*PROBLEM TO WORK ON*:
Reproduce the whole listing, character for character.

*RAW DATA*:
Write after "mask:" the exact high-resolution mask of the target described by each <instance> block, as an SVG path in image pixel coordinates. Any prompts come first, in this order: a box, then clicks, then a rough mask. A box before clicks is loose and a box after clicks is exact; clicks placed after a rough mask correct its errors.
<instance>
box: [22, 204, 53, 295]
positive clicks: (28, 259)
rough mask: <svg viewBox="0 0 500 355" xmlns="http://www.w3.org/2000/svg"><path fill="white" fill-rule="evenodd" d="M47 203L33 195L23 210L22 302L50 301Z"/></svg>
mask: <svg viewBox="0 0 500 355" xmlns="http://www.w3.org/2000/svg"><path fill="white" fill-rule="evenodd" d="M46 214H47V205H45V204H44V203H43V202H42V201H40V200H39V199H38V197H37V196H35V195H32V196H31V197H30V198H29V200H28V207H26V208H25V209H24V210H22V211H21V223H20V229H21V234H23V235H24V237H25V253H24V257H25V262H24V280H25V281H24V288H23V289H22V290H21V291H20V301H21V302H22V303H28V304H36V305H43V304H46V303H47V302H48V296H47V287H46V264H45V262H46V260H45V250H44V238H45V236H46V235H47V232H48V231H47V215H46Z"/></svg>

*TASK OUTPUT*:
Write after "mask:" the exact high-resolution mask of the target described by each <instance> block, as an SVG path in image pixel coordinates. Any prompts come first, in this order: a box, then clicks, then a rough mask. A box before clicks is loose and a box after clicks is exact; clicks placed after a rough mask correct its errors.
<instance>
box: [22, 204, 53, 295]
positive clicks: (28, 259)
rough mask: <svg viewBox="0 0 500 355" xmlns="http://www.w3.org/2000/svg"><path fill="white" fill-rule="evenodd" d="M47 203L33 195L23 210L22 302L50 301Z"/></svg>
mask: <svg viewBox="0 0 500 355" xmlns="http://www.w3.org/2000/svg"><path fill="white" fill-rule="evenodd" d="M46 214H47V205H45V204H44V203H43V202H42V201H40V200H39V199H38V197H37V196H35V195H32V196H31V197H30V198H29V200H28V207H26V208H25V209H24V210H22V211H21V223H20V229H21V234H23V235H24V237H25V253H24V257H25V262H24V280H25V281H24V288H23V289H22V290H21V291H20V301H21V302H22V303H28V304H36V305H43V304H46V303H47V302H48V296H47V287H46V264H45V262H46V260H45V250H44V238H45V236H46V235H47V232H48V231H47V215H46Z"/></svg>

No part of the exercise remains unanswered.